● PROBLEM TO WORK ON
Each line at or after the one containing "Target: monitor screen" should be transcribed exactly, up to and including the final line of the data.

★ ★ ★ ★ ★ ★ ★

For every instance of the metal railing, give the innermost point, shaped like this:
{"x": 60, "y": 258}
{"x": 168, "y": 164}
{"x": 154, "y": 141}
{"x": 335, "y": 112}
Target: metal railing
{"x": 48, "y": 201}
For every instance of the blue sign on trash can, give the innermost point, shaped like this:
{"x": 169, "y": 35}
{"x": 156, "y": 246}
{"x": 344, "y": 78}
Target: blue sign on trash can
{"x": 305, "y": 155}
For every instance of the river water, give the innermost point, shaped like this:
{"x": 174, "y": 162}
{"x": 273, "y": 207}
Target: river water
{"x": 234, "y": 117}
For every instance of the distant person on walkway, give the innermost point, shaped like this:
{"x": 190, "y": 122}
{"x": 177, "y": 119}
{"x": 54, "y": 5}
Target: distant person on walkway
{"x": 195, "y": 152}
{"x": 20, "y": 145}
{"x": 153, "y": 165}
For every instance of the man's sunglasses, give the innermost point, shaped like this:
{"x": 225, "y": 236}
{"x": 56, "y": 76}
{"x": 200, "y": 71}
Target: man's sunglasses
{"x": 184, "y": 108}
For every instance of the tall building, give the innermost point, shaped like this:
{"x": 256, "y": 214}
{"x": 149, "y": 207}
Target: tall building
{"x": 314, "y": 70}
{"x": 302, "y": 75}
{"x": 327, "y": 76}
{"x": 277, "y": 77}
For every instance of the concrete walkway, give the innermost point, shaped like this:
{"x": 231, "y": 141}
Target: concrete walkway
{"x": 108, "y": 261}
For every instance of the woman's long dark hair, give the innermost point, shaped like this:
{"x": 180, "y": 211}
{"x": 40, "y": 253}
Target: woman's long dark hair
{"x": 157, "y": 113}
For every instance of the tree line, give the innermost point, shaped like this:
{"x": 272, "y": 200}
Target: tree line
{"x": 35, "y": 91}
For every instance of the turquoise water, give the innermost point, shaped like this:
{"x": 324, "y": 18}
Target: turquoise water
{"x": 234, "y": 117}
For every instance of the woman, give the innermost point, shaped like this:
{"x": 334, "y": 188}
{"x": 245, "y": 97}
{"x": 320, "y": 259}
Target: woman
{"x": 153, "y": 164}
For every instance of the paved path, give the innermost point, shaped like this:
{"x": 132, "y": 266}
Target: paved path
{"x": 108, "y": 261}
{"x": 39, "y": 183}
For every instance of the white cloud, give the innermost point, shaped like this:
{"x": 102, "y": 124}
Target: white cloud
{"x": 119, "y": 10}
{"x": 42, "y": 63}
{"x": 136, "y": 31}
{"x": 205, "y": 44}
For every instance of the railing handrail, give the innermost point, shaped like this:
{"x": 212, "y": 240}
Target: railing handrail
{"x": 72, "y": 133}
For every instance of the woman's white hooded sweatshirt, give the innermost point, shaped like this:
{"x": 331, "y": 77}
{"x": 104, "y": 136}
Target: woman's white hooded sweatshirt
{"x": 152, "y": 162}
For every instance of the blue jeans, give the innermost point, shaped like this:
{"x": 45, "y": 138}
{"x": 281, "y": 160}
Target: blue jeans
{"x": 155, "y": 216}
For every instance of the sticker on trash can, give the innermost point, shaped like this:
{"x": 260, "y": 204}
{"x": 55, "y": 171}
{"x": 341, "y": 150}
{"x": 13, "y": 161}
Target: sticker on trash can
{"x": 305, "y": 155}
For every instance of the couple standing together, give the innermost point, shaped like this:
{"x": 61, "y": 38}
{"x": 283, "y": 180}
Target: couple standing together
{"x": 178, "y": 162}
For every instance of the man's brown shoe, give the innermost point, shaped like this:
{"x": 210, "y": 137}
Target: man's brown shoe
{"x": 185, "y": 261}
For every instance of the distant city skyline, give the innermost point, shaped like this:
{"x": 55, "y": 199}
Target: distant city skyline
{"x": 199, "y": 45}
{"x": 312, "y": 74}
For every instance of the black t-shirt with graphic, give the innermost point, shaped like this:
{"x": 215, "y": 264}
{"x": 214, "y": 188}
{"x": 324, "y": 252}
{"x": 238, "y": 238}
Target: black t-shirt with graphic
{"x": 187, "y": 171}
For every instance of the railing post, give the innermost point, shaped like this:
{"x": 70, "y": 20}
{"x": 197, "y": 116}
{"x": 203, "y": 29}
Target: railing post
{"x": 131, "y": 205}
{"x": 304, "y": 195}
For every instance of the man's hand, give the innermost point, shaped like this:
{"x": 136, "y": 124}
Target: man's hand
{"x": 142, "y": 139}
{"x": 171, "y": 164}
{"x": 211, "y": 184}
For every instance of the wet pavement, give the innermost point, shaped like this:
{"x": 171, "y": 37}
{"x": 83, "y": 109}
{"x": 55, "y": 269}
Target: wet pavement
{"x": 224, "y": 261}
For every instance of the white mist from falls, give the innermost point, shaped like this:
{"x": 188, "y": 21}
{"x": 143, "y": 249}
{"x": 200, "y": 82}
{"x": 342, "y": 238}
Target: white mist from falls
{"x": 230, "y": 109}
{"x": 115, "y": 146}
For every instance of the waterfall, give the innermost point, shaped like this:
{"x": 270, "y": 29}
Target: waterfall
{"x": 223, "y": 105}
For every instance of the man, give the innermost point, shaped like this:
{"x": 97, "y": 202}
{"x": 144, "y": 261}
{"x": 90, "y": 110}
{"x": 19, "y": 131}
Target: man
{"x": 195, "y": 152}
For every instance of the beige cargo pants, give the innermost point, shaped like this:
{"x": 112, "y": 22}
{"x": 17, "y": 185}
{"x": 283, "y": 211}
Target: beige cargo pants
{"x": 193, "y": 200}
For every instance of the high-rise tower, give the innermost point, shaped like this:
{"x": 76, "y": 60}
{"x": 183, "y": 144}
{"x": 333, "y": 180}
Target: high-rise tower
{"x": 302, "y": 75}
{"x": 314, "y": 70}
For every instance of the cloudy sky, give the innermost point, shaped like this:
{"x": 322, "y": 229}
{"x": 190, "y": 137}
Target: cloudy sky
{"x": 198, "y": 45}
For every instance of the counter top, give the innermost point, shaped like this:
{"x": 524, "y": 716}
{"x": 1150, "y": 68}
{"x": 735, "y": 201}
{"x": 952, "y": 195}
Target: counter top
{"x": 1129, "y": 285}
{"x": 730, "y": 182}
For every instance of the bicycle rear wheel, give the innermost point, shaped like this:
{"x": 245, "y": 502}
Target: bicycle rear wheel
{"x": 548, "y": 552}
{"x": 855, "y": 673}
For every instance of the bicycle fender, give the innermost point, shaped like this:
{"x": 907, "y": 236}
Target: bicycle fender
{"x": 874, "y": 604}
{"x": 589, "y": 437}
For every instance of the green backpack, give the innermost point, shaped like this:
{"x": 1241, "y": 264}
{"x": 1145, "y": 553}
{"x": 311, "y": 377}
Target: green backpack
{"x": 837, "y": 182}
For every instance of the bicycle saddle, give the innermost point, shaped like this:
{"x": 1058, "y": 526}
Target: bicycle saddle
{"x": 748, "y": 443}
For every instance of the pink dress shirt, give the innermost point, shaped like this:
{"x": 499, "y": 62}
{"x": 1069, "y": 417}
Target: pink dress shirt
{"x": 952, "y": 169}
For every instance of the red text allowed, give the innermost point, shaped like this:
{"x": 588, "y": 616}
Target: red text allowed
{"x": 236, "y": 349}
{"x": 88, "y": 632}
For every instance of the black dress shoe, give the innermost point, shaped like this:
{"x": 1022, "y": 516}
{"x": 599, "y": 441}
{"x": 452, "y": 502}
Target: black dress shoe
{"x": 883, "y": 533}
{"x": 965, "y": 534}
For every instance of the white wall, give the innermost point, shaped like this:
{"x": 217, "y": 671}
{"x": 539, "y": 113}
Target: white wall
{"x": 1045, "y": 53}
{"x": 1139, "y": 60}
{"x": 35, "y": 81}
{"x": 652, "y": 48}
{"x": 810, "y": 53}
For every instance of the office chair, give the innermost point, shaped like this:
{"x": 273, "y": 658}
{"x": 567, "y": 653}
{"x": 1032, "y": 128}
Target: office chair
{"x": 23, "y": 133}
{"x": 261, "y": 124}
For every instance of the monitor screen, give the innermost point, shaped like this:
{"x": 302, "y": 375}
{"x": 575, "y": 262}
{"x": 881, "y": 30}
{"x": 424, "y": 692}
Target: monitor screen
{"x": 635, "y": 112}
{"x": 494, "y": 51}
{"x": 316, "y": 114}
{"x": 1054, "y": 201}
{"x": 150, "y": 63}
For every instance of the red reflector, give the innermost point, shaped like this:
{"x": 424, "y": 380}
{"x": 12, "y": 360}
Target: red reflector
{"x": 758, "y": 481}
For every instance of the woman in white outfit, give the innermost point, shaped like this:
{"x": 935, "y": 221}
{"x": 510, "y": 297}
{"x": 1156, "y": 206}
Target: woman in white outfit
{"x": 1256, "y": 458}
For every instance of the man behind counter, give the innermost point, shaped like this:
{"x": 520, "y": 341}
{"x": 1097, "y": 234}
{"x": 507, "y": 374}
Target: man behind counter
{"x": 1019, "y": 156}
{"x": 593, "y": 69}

★ ★ ★ ★ ★ ★ ★

● WRITTEN RESPONSE
Target: monitor screen
{"x": 635, "y": 112}
{"x": 494, "y": 51}
{"x": 316, "y": 114}
{"x": 1054, "y": 201}
{"x": 150, "y": 63}
For every instance of the red reflector, give the innermost point, shaped like this:
{"x": 424, "y": 380}
{"x": 12, "y": 360}
Target: red reflector
{"x": 758, "y": 481}
For every instance of the woman in white outfit, give the innermost point, shaped like this:
{"x": 935, "y": 221}
{"x": 510, "y": 297}
{"x": 1156, "y": 206}
Target: woman in white outfit
{"x": 1256, "y": 458}
For every instance of the man behind counter, give the innermost point, shaped like this:
{"x": 520, "y": 341}
{"x": 1097, "y": 234}
{"x": 507, "y": 374}
Target: man behind counter
{"x": 1019, "y": 156}
{"x": 593, "y": 69}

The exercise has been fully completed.